Text provided start

For example, DiscreteVariable
subclasses have a corresponding
DiscreteDomain
whose main role is to provide its size
—the number
of possible values the variable can take on, i.e. from 0 to N-1.
CategoricalVariable[A]
subclasses have a corresponding
CategoricalDomain[A]
(inheriting from DiscreteDomain
) which
provides not only its size
but also a one-to-one mapping between the
categories and the integers 0 to N-1. For example, if cd1
is a
CategoricalDomain[String]
then cd1.category(3)
returns the String
corresponding to index 3 in the domain. cd1.index("apple")
returns
the integer index corresponding to the category value "apple"
. If
"apple"
is not yet in the domain, it will be automatically added, assigned the
next integer value, and the size of the domain will be increased by
one (assuming that cd1
has not previously been frozen).
Undoable changes
FACTORIE also provides the ability to undo a collection of changes to variable values. (This is especially useful in Metropolis-Hastings inference, in which a proposed change to variable values is made, but may be rejected, requiring a reversion to previous values.)
A Diff
instance represents a change in value to a single variable.
It has methods undo
and redo
, as well as the variable
method which
returns the variable whose value was changed.
A DiffList
stores an ordered list of Diff
s.
The :=
method for assigning the value of a MutableVar
was described above.
An alternative method for changing the value of a MutableVar
is
set
, which, in addition to the new value, also takes a DiffList
as
an implicit argument. The set
method will then automatically
construct a Diff
object and append it to the given DiffList
.
Expressing preferences with factors and models
A collection of variables and their values represents a possible state of the world. To express a degree of preference for one possible world over another—or a probability distribution over possible worlds—we need a mechanism for scoring the different worlds, such as a collection of factors in a factor graph.
Factors
In FACTORIE, factors are represented by instances of the trait
Factor
. All Factor
s have certain basic methods. The
numVariables
method returns the number of variables neighboring the
factor. The list of neighboring variables themselves is returned by
the method variables
. Calling currentScore
calculates the factor’s
score for the neighboring variables’ values in the current global
assignment. You can obtain the score under alternative assignments by
calling assignmentScore(a1)

Text provided end
Data provided start

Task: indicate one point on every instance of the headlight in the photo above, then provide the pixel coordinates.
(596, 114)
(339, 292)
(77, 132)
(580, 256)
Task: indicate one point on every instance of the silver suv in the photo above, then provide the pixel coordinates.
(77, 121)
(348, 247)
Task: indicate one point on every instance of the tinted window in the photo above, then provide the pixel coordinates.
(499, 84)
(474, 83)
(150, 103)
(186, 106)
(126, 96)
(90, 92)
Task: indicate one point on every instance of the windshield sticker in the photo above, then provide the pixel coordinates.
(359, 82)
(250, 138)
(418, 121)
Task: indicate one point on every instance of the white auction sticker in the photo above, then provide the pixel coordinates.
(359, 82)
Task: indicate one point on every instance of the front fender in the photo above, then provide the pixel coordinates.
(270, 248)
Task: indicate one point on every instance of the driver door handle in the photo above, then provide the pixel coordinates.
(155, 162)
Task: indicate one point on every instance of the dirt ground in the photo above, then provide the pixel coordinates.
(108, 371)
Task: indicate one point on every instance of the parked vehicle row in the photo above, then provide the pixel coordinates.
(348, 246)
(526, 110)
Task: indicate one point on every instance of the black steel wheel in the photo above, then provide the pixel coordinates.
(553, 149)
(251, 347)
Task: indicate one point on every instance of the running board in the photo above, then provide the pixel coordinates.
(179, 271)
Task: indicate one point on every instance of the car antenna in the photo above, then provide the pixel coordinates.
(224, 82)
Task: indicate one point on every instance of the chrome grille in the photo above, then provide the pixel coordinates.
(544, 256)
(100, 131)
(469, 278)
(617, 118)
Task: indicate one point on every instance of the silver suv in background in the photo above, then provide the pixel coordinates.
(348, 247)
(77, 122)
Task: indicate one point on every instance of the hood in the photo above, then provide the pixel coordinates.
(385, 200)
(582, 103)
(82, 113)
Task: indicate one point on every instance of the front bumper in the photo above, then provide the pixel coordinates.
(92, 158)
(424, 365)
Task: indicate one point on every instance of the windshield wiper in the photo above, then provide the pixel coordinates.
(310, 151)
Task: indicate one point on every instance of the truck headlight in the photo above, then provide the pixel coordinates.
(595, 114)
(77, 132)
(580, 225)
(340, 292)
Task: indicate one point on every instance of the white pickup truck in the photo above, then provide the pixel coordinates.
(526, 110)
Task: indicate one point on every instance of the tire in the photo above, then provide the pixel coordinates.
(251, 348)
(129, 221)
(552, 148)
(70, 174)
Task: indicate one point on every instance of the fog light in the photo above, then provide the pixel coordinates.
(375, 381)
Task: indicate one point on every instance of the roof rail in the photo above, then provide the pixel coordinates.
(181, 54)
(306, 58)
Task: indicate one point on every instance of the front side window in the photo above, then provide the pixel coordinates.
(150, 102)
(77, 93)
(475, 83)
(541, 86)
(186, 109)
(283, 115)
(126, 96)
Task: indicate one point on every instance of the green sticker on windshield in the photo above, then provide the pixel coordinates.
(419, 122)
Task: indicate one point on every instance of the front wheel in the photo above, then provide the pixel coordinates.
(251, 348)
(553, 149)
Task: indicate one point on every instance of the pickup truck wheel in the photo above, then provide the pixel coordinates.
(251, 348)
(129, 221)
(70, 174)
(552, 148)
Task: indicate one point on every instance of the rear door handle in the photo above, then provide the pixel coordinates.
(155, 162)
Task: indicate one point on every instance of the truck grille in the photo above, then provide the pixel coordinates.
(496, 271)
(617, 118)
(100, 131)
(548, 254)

Data provided end

• **Exercise prompt**
Can you retype the FACTORIE passage starting at "returns the String" and ending at "a single variable."? The items can be set aside.

• **Result of this exercise**
returns the String
corresponding to index 3 in the domain. cd1.index("apple")
returns
the integer index corresponding to the category value "apple"
. If
"apple"
is not yet in the domain, it will be automatically added, assigned the
next integer value, and the size of the domain will be increased by
one (assuming that cd1
has not previously been frozen).
Undoable changes
FACTORIE also provides the ability to undo a collection of changes to variable values. (This is especially useful in Metropolis-Hastings inference, in which a proposed change to variable values is made, but may be rejected, requiring a reversion to previous values.)
A Diff
instance represents a change in value to a single variable.